> [PROBLEM STATEMENT]: Each entry should be set down again verbatim, with the images omitted.

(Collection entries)
__________________________________________________

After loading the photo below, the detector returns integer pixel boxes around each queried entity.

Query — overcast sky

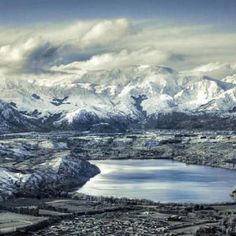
[0,0,235,75]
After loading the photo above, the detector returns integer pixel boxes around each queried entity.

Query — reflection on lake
[79,160,236,203]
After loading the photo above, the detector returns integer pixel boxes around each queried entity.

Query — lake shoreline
[0,130,236,234]
[79,159,236,203]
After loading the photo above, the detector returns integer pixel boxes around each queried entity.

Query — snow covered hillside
[0,62,236,132]
[0,155,100,200]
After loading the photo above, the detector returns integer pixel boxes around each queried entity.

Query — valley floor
[0,194,236,235]
[0,130,236,235]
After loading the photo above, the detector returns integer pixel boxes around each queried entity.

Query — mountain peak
[0,63,236,132]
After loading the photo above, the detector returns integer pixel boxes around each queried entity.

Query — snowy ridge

__________________________________________________

> [WRITTEN RESPONSE]:
After loading the photo below, the detector returns integer pixel boxes around each queried entity.

Query — overcast sky

[0,0,235,75]
After loading the photo above, the detector returns integer pixel boxes around each queried entity.

Query — reflection on lake
[79,160,236,203]
After loading the photo above, the detector returns integer pixel boxes around each queried entity.

Query — lake shoreline
[0,130,236,234]
[79,159,236,203]
After loading the photo above, the detector returns integer pixel boxes around each queried entity.

Query — snow covered hillside
[0,62,236,132]
[0,155,100,200]
After loading the photo above, the detector returns integer pixel boxes around each queried entity.

Query — valley floor
[0,194,236,235]
[0,130,236,235]
After loading the photo above, the detector returns integer pixel boxes around each queried entity.

Query — mountain peak
[0,63,236,132]
After loading the photo above, the detector returns integer pixel boxes around each queried entity.

Query — snowy ridge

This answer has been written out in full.